*Exercise*: Repeat the data word for word. Do not include the pictures.

==================================================

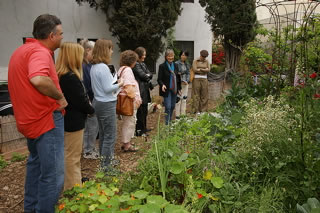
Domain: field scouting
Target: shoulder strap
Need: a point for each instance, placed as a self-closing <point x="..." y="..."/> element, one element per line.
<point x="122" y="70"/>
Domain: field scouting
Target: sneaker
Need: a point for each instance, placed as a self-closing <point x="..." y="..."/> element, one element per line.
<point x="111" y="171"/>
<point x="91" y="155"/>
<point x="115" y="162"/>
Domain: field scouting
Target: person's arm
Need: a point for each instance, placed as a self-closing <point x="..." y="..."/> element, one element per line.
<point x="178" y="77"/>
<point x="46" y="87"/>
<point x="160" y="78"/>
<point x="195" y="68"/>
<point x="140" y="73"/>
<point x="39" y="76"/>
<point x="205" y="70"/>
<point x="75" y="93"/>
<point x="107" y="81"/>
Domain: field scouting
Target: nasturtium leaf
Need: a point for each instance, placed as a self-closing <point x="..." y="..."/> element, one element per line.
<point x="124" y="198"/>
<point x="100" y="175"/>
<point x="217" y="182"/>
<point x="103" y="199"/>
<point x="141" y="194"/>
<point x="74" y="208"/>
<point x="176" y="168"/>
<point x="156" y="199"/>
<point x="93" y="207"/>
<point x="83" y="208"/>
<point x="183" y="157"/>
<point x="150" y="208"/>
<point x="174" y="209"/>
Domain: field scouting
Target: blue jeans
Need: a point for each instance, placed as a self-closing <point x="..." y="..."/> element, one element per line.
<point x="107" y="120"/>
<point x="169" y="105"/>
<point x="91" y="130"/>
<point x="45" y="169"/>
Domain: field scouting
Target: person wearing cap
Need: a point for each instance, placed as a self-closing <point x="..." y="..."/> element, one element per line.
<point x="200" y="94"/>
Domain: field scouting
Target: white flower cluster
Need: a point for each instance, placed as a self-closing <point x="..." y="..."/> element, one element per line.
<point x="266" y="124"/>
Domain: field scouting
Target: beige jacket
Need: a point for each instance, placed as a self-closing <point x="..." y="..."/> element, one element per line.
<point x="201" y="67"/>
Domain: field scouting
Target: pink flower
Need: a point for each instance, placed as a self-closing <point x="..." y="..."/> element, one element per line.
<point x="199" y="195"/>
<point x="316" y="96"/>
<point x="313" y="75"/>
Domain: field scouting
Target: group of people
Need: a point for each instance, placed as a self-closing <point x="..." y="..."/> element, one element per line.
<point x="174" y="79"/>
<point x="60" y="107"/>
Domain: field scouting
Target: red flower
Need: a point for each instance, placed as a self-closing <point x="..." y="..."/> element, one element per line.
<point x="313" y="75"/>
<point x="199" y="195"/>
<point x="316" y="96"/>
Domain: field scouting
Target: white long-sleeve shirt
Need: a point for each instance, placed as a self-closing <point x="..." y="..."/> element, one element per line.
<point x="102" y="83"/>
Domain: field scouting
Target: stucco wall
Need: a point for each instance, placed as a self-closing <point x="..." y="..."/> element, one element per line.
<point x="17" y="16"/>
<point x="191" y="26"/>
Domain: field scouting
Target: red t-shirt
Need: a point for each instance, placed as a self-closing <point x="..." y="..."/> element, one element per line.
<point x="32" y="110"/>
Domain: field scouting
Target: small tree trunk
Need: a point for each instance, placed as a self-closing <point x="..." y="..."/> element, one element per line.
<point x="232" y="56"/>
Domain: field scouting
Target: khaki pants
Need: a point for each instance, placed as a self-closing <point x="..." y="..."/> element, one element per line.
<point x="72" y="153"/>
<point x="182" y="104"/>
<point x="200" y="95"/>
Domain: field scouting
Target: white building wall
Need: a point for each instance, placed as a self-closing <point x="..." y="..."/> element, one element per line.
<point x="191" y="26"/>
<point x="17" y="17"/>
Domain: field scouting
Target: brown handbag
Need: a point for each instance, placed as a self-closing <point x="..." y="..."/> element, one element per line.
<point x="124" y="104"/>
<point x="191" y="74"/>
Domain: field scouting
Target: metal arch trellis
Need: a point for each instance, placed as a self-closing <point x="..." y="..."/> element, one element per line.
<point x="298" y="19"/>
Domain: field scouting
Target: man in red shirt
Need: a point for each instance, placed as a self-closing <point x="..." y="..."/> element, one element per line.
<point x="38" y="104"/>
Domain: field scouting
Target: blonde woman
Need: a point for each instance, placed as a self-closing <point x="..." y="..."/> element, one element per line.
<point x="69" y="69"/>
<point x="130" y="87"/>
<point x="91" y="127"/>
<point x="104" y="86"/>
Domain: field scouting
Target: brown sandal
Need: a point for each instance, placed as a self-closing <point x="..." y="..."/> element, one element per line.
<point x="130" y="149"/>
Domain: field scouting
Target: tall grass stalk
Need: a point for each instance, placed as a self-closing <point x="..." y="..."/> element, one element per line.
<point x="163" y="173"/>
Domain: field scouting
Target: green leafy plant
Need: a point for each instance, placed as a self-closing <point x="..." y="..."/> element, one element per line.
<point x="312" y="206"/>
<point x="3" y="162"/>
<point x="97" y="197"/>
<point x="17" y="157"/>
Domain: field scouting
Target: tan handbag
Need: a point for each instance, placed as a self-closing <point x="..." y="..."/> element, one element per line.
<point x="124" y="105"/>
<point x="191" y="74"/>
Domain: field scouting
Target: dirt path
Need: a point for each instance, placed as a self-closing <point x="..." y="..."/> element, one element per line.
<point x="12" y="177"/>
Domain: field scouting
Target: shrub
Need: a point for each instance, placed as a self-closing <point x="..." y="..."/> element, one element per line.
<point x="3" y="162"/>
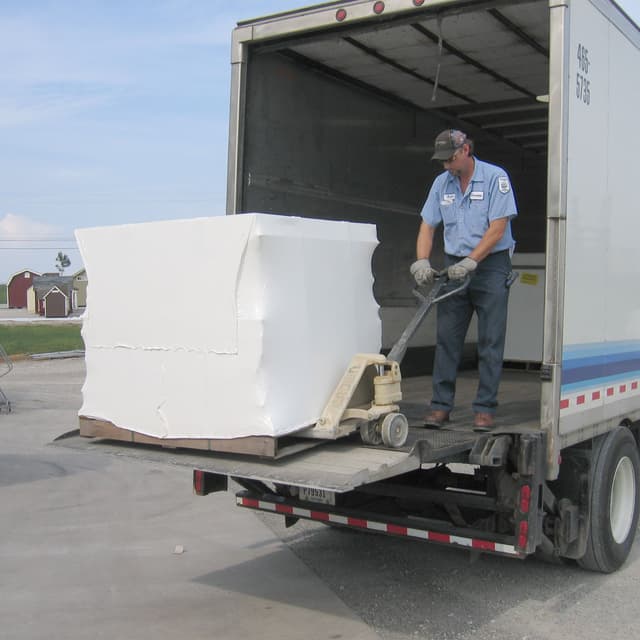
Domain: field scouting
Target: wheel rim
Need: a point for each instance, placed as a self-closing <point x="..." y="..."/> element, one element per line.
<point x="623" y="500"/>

==================================================

*Exercise answer*:
Domain: field scouting
Target: shoulder strap
Need: a point for each instance, placed as a self-closing <point x="..." y="..."/> element, one element per line.
<point x="122" y="70"/>
Domain: field scouting
Target: sneaker
Need: a point for each instance, placed as a self-closing <point x="..." y="..."/> element, one element per line.
<point x="111" y="171"/>
<point x="91" y="155"/>
<point x="115" y="162"/>
Domain: field scouting
Target: person's arm
Need: a point for each instance, placed as a self-closing <point x="..." y="..."/> element, one element per line.
<point x="178" y="77"/>
<point x="46" y="87"/>
<point x="160" y="78"/>
<point x="195" y="68"/>
<point x="140" y="73"/>
<point x="39" y="76"/>
<point x="205" y="70"/>
<point x="75" y="93"/>
<point x="107" y="81"/>
Domain: field scouting
Target: nasturtium leaf
Need: a point for each instance, placed as a self-closing <point x="..." y="..."/> element, one element per line.
<point x="124" y="198"/>
<point x="100" y="175"/>
<point x="217" y="182"/>
<point x="103" y="199"/>
<point x="141" y="194"/>
<point x="74" y="208"/>
<point x="176" y="168"/>
<point x="156" y="199"/>
<point x="93" y="207"/>
<point x="83" y="208"/>
<point x="183" y="157"/>
<point x="150" y="208"/>
<point x="174" y="209"/>
Domain: field scouting
Target: blue jeans
Need: a point for each instance, placed as a self-closing <point x="..." y="..."/> element, one element per line.
<point x="107" y="120"/>
<point x="169" y="105"/>
<point x="91" y="130"/>
<point x="45" y="169"/>
Domain: field scouting
Target: person wearing cap
Need: a point for each instance, placed as a self-closing <point x="..." y="..."/> element, one element per line.
<point x="200" y="94"/>
Domain: field scouting
Target: white flower cluster
Need: a point for each instance, placed as a self-closing <point x="..." y="..."/> element, one element per line.
<point x="266" y="124"/>
Domain: field scouting
Target: beige jacket
Need: a point for each instance, placed as a self-closing <point x="..." y="..."/> element, one element per line.
<point x="201" y="67"/>
Domain: field scouting
Target: pink flower
Need: a point for each instance, placed as a self-closing <point x="..." y="..."/> element, one element per line.
<point x="199" y="195"/>
<point x="316" y="96"/>
<point x="313" y="75"/>
Domain: field scouting
Target: group of people
Need: a point for each instance, placed as a self-closing <point x="..." y="..."/> element, one element per line.
<point x="174" y="79"/>
<point x="60" y="107"/>
Domain: field scouting
Target: red flower
Need: a point for each instance, placed as a self-closing <point x="..." y="..."/> element, one element per line.
<point x="313" y="75"/>
<point x="199" y="195"/>
<point x="316" y="96"/>
Domain: field scouting
Target: white long-sleeve shirt
Need: a point for each instance, placed as a self-closing <point x="..." y="..."/> element, one element per line.
<point x="102" y="83"/>
Domain: field scouting
Target: stucco wall
Need: a point for each instance, placed as a self-closing <point x="..." y="..."/> element, one element per line.
<point x="17" y="16"/>
<point x="191" y="26"/>
Domain: field scouting
Target: red t-shirt
Need: a point for each instance, placed as a self-closing <point x="..." y="..."/> element, one element per line.
<point x="32" y="110"/>
Domain: field scouting
Target: small tree trunk
Need: a point for each instance, placed as a self-closing <point x="..." y="..."/> element, one element per line.
<point x="232" y="56"/>
Domain: field scouting
Target: khaki pants
Need: a point for each instance, placed as a self-closing <point x="..." y="..."/> element, one element per line.
<point x="72" y="153"/>
<point x="182" y="104"/>
<point x="200" y="95"/>
Domain: field scouting
Target: white building wall
Need: a point for each instance, placed as a self-closing <point x="..." y="..."/> element, one element per line.
<point x="191" y="26"/>
<point x="17" y="17"/>
Domain: field scouting
Target: brown handbag
Need: a point for each instance, placed as a self-closing <point x="..." y="..."/> element, one element per line.
<point x="124" y="104"/>
<point x="191" y="74"/>
Domain: field scouting
Target: metal arch trellis
Need: a point for each instance, placed as a self-closing <point x="..." y="..."/> element, one element per line.
<point x="298" y="19"/>
Domain: field scouting
Target: man in red shirt
Need: a point for each instance, placed as a self-closing <point x="..." y="..."/> element, one element per line.
<point x="38" y="104"/>
Domain: field scouting
Target: blonde woman
Need: a point for each instance, placed as a self-closing <point x="..." y="..."/> element, one element per line.
<point x="69" y="69"/>
<point x="130" y="87"/>
<point x="91" y="127"/>
<point x="104" y="86"/>
Domain: field scouting
Target: brown sandal
Need: a point for each instance, placed as a self-closing <point x="..." y="..."/> element, one element per line.
<point x="130" y="149"/>
Domain: field scouting
Target: tall grass stalk
Need: a point for each instance, placed as a self-closing <point x="..." y="..."/> element, one element per line.
<point x="163" y="173"/>
Domain: field scouting
Target: green leafy plant
Need: a point for each instance, placed as a self-closing <point x="..." y="..."/> element, one element per line.
<point x="312" y="206"/>
<point x="3" y="162"/>
<point x="97" y="197"/>
<point x="17" y="157"/>
Domain: field scouting
Target: tan handbag
Need: a point for each instance, placed as a self-closing <point x="..." y="..."/> element, one element per line.
<point x="124" y="105"/>
<point x="191" y="74"/>
Domain: field scouting
Target: dirt path
Need: a point for each instance, placed as a self-closing <point x="..." y="..."/> element, one element per line.
<point x="12" y="177"/>
Domain: field scouting
Target: shrub
Need: a point for each instance, placed as a self-closing <point x="..." y="..."/> element, one element per line.
<point x="3" y="162"/>
Domain: field scouting
Target: wheel rim
Need: a point for each instance, placed as a self-closing <point x="..." y="..."/> element, one element per line.
<point x="623" y="500"/>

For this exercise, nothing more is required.